#### ACTION ITEM
Set down every one of the records below again, reproducing each line without any change.

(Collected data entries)
........

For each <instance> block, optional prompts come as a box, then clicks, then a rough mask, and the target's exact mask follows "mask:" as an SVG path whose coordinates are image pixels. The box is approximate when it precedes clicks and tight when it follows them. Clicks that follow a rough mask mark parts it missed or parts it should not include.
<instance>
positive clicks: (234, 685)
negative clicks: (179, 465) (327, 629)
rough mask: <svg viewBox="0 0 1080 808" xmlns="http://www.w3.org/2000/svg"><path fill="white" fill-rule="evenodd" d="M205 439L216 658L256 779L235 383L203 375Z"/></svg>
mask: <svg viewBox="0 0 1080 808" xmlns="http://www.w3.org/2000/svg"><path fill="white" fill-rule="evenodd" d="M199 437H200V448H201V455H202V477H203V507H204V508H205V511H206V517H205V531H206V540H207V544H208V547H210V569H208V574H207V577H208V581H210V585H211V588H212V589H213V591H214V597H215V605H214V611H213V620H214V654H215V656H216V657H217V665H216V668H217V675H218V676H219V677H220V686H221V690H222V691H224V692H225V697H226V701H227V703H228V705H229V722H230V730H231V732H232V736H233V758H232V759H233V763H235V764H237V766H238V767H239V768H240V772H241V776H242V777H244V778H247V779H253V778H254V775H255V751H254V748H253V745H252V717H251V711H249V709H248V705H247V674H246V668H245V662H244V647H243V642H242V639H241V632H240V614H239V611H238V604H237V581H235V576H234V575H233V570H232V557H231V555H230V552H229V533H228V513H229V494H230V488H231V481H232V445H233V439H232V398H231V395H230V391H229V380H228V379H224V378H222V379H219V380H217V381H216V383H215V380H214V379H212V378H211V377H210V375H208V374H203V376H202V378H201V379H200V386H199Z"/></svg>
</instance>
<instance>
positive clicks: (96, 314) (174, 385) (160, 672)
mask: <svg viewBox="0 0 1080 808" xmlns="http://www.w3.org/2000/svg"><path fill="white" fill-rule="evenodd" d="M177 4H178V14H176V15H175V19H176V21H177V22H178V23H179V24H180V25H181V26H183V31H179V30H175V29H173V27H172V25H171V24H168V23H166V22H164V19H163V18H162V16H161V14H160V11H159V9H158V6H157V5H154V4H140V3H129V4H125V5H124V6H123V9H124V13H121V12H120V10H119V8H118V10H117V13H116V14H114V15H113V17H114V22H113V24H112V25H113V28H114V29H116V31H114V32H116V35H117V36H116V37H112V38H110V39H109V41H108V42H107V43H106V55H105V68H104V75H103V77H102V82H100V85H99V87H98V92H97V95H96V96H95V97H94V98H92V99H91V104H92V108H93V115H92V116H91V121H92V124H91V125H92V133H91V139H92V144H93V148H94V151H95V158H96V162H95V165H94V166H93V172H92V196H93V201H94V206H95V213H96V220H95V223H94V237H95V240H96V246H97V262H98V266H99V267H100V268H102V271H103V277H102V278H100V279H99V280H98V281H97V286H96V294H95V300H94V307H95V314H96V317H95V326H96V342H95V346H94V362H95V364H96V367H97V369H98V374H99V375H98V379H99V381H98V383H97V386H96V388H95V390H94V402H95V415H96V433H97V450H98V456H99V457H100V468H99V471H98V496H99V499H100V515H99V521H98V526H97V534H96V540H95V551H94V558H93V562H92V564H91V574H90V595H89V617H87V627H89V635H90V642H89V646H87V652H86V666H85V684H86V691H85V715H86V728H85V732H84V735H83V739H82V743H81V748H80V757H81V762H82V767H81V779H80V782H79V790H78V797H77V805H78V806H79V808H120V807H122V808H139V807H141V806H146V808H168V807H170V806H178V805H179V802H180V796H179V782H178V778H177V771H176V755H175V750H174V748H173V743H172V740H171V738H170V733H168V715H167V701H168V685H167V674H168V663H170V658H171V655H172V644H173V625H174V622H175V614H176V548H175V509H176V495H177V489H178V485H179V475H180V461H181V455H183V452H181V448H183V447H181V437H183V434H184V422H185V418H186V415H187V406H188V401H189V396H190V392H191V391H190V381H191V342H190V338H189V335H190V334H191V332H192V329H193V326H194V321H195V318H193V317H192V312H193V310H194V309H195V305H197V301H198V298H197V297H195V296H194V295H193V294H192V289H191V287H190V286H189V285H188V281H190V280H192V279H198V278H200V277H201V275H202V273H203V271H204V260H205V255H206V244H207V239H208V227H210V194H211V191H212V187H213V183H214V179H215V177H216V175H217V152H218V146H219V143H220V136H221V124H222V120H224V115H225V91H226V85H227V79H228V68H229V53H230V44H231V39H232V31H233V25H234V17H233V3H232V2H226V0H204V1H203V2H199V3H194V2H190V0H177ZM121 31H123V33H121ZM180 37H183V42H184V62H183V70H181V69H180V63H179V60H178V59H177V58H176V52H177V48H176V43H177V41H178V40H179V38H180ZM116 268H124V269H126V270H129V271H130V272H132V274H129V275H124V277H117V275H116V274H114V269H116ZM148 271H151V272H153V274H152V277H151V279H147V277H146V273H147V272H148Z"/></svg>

........

#### OUTPUT FOR THIS EXERCISE
For each <instance> block, optional prompts come as a box, then clicks, then a rough mask, and the target's exact mask follows "mask:" as an SVG path whose coordinates are image pixels. The box is approximate when it precedes clicks and tight when it follows them. Clicks that follow a rough mask mark parts it missed or parts it should not include.
<instance>
positive clicks: (234, 685)
negative clicks: (179, 465) (327, 629)
rough mask: <svg viewBox="0 0 1080 808" xmlns="http://www.w3.org/2000/svg"><path fill="white" fill-rule="evenodd" d="M205 439L216 658L256 779L235 383L203 375Z"/></svg>
mask: <svg viewBox="0 0 1080 808" xmlns="http://www.w3.org/2000/svg"><path fill="white" fill-rule="evenodd" d="M199 437H200V448H201V455H202V477H203V507H204V508H205V511H206V517H205V531H206V540H207V544H208V547H210V569H208V574H207V577H208V581H210V585H211V588H212V589H213V591H214V597H215V605H214V611H213V620H214V654H215V656H216V657H217V665H216V668H217V675H218V676H219V677H220V686H221V690H222V691H224V692H225V697H226V701H227V703H228V705H229V722H230V730H231V732H232V736H233V758H232V759H233V763H235V764H237V766H238V767H239V768H240V772H241V776H242V777H244V778H247V779H253V778H254V775H255V751H254V748H253V745H252V717H251V711H249V709H248V705H247V674H246V668H245V662H244V647H243V642H242V639H241V632H240V614H239V611H238V604H237V581H235V576H234V575H233V570H232V557H231V555H230V552H229V533H228V513H229V494H230V488H231V481H232V445H233V439H232V398H231V395H230V391H229V380H228V379H224V378H222V379H219V380H217V381H216V383H215V380H214V379H212V378H211V377H210V375H208V374H203V376H202V378H201V379H200V386H199Z"/></svg>
</instance>
<instance>
positive clicks: (96, 314) (174, 385) (160, 672)
mask: <svg viewBox="0 0 1080 808" xmlns="http://www.w3.org/2000/svg"><path fill="white" fill-rule="evenodd" d="M177 4H178V14H176V15H175V19H176V21H177V22H178V23H179V24H180V25H181V26H183V31H179V30H175V29H173V27H172V25H171V24H168V23H166V22H164V19H163V18H162V16H161V14H160V11H159V9H158V6H157V5H154V4H140V3H129V4H125V5H124V6H123V9H124V13H121V12H120V10H119V8H118V10H117V13H116V14H114V15H113V17H114V22H113V24H112V25H113V28H114V29H116V31H114V32H116V35H117V36H116V37H112V38H110V39H109V41H108V42H107V43H106V55H105V68H104V75H103V77H102V82H100V85H99V87H98V92H97V95H96V96H95V97H94V98H92V99H91V104H92V108H93V115H92V116H91V121H92V124H91V125H92V133H91V139H92V144H93V148H94V151H95V158H96V162H95V165H94V166H93V172H92V196H93V201H94V206H95V213H96V220H95V223H94V237H95V240H96V246H97V262H98V266H99V267H100V268H102V271H103V277H102V278H100V279H99V280H98V281H97V286H96V294H95V300H94V307H95V314H96V317H95V326H96V342H95V346H94V362H95V364H96V367H97V369H98V374H99V375H98V379H99V381H98V383H97V386H96V388H95V390H94V402H95V415H96V433H97V450H98V456H99V457H100V468H99V471H98V496H99V499H100V515H99V521H98V526H97V534H96V540H95V551H94V558H93V562H92V564H91V574H90V595H89V617H87V627H89V635H90V642H89V646H87V652H86V666H85V684H86V691H85V715H86V728H85V732H84V735H83V739H82V743H81V748H80V757H81V762H82V767H81V779H80V782H79V790H78V797H77V805H78V806H79V808H120V807H122V808H139V807H141V806H146V808H168V807H170V806H178V805H179V802H180V796H179V782H178V778H177V771H176V755H175V750H174V748H173V743H172V740H171V738H170V733H168V715H167V701H168V685H167V674H168V663H170V658H171V655H172V644H173V625H174V622H175V614H176V548H175V509H176V495H177V489H178V485H179V475H180V461H181V455H183V452H181V448H183V447H181V437H183V434H184V422H185V418H186V415H187V406H188V401H189V396H190V392H191V391H190V381H191V342H190V338H189V335H190V334H191V332H192V329H193V326H194V321H195V318H193V317H192V312H193V310H194V309H195V305H197V301H198V298H197V297H195V296H194V295H193V294H192V289H191V287H190V286H189V285H188V281H190V280H192V279H198V278H200V277H201V275H202V273H203V271H204V260H205V255H206V244H207V239H208V227H210V194H211V191H212V187H213V183H214V179H215V177H216V175H217V152H218V146H219V143H220V136H221V124H222V120H224V115H225V91H226V85H227V79H228V68H229V53H230V44H231V39H232V31H233V25H234V17H233V3H232V2H226V0H204V1H203V2H199V3H194V2H190V0H177ZM121 31H123V33H121ZM180 37H183V42H184V62H183V70H181V69H180V63H179V60H178V59H177V58H176V52H177V48H176V43H177V41H178V40H179V38H180ZM116 268H124V269H126V270H129V271H130V272H132V274H129V275H124V277H117V275H116V274H114V269H116ZM148 271H151V272H153V274H152V277H151V279H147V277H146V273H147V272H148Z"/></svg>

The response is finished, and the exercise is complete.